Текст ▸

--- --- ---

Примерно под такие речи Наташку в Брянске подпоили, под руки — и в поезд. В Москве же Юлька сразу отняла у нее паспорт — а заодно и мое послание, от которого пришла в ярость, велев мой телефон забыть. Но Наташка его уже на всякий случай сохранила в памяти.
Вечером они пошли в кафе, где все ребята знали Юльку, подсаживались за их столик и угощали выпивкой. Потом намылились с компанией куда-то ехать. Наташка среди этих столичных оккупантов злачных мест сразу сомлела от своей провинциальной робости. И полностью доверясь Юльке, села по ее команде в машину с двумя мужиками. Приехали на какую-то квартиру, где мужиков уже оказалось пятеро — а Юлька и другие девки сгинули.
Тут эти пять московских женихов без долгих ляс ей приказали: раздевайся. Она со страха протрезвела и сказала: нет. Тогда ее начали бить. Раздели — и дальше лупить, требуя, чтоб отдалась им добровольно.
Тогда ей дали одеться, сказав, что повезут ее в какое-то другое место. Вся зондеркоманда села в машину — причем ее сперва хотели уложить в багажник, но он был чем-то занят. Поехали за город — но собирались там ее убить или пытать в каком-нибудь непроницаемом для воплей изнутри зейдане, ей к счастью не пришлось узнать.

--- --- ---

Представленный материал ▸
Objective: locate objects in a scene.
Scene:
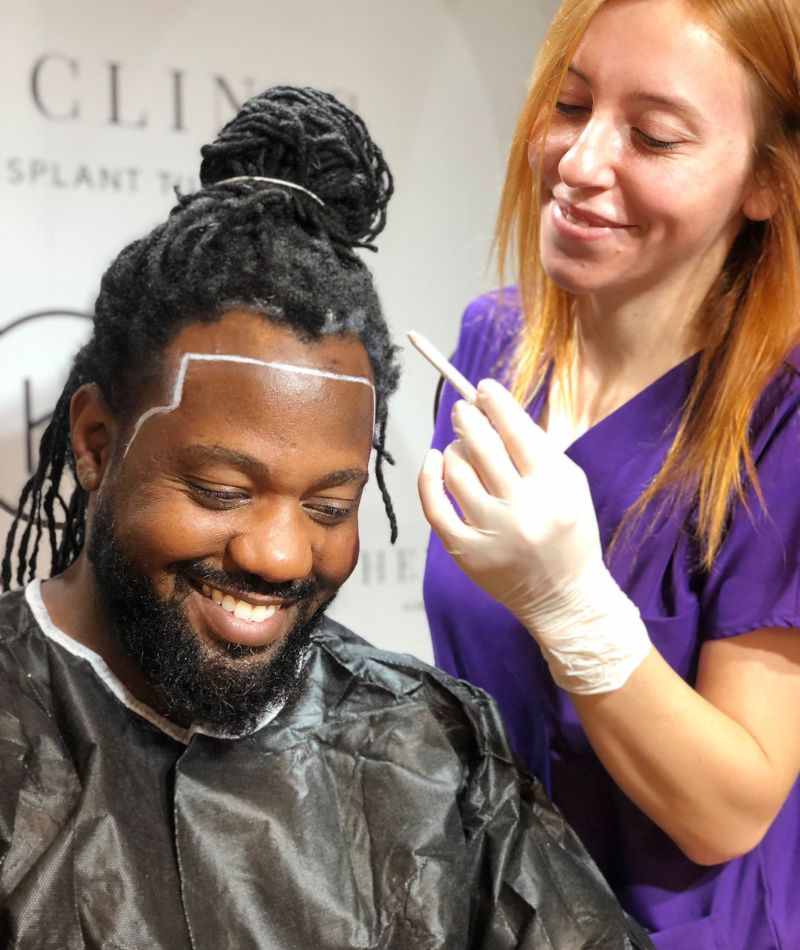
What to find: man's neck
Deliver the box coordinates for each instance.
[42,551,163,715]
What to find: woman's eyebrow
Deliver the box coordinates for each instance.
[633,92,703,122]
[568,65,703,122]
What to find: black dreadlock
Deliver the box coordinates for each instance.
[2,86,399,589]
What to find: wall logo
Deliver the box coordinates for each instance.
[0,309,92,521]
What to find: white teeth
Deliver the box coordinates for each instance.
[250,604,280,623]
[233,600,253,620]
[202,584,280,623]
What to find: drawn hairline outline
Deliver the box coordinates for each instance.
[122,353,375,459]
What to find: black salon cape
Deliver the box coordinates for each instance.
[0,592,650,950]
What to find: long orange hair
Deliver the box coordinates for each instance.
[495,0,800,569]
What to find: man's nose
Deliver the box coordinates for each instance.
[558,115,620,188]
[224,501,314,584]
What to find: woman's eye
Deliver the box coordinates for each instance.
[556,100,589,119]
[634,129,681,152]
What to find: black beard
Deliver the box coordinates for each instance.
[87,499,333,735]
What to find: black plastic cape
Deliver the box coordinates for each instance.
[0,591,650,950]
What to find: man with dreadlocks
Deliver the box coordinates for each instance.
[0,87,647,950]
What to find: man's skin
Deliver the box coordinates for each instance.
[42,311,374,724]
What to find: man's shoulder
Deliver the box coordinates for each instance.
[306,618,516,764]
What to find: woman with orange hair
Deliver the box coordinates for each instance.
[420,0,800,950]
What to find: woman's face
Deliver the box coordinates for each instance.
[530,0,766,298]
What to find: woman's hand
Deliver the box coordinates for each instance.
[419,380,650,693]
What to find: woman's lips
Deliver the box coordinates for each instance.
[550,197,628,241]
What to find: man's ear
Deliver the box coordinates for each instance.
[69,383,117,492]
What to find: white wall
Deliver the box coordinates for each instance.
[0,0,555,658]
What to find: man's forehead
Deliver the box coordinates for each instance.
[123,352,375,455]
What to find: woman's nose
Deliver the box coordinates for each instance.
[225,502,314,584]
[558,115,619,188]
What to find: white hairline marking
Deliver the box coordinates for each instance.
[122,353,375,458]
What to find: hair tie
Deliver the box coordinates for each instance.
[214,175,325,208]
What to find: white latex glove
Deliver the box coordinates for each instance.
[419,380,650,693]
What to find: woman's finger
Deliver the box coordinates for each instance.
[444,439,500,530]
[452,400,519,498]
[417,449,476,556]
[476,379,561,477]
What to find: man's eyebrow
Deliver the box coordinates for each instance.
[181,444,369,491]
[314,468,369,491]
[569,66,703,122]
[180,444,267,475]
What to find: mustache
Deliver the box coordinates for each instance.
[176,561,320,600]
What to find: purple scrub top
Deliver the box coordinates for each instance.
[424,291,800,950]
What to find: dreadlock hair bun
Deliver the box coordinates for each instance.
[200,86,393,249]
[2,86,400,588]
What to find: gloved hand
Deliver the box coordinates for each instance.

--- --- ---

Задания ▸
- 1) Сколько мужчин оказалось на квартире, куда привезли Наташку, согласно рассказу о её поездке в Москву?
- 2) Назовите по порядку все места, в которых по ходу рассказа о поездке в Москву побывала Наташка, включая транспорт.
- 3) Продолжите рассказ о поездке Наташки в Москву, начав сразу после его последнего предложения.
Материал для работы с текстом не нужен.

Ответы по порядку ▸
- 1) Пятеро.

- 2) Брянск, поезд, Москва, кафе, машина с двумя мужиками, квартира, машина, в которой её повезли за город.

- 3)
На кольцевой машину тормознули у поста ГИБДД. И тот самый мент, что мне звонил и был действительно ментом, потребовал у всех документы. Наташка, полумертвая от ужаса, еще и в плену страшных сказок о московской ментовской, только сказала, что у нее паспорта нет. Тогда неравнодушный постовой, видно, почувствовав что-то неладное, велел ей пройти с ним в будку. Там кое-как приуспокоил — она все ему и выложила. Он ей сказал: да, вижу, ты не блядь, я тебе верю. Но дальше поступил довольно неформальным образом. Зондеркоманде велел ехать прочь, а Наташку спросил: «У тебя кроме твоей Юльки есть кто-то в Москве?» Та ему: «Да, есть! В поезде познакомились, звать так-то, больше ничего не знаю», — и назвала мой телефон.
Тут он и набрал меня по своему мобильнику — и оборвал так резко связь, чтоб просто лишняя копейка не накапала. Затем остановил на дороге частника, достал из кармана «вот такую пачку денег», вручил Наташке на дорогу — так она и оказалась у меня.
— А били-то тебя куда? Лицо нарочно не трогали?
Она повернулась ко мне спиной, я поднял ее кофточку — и ошалел. Вся ее шкура сзади была фиолетовой. Точней по всему полю — десятка полтора таких словно нататуированных баклажанов.
— Чем это они?
— Бейсбольной битой.
От этих баклажанов вся Наташкина история стала мне окончательно ясна. Те пять уродов, которым, как она сочла, ее просто за лишний сребреник продала иуда-Юлька, на самом деле никакими покупателями не были. Отыметь ее, если б речь шла об этом, легко было б и без всякого битья и загородных путешествий.
Но она досталась профессиональным мясникам, что ныне состоят на службе у столичного рабовладельчества. Зондеркоманда, пользуясь наработками еще Дахау и Освенцима, должна прежде всего жестоко «опустить» указанную «мамкой» девушку. Дабы та, унасекомленная вогнанным под кожу ужасом, стала пригодной для дальнейшего употребления рабыней, живой вещью. Которая и «мамку» не ослушается никогда — и будет пользоваться на панели спросом.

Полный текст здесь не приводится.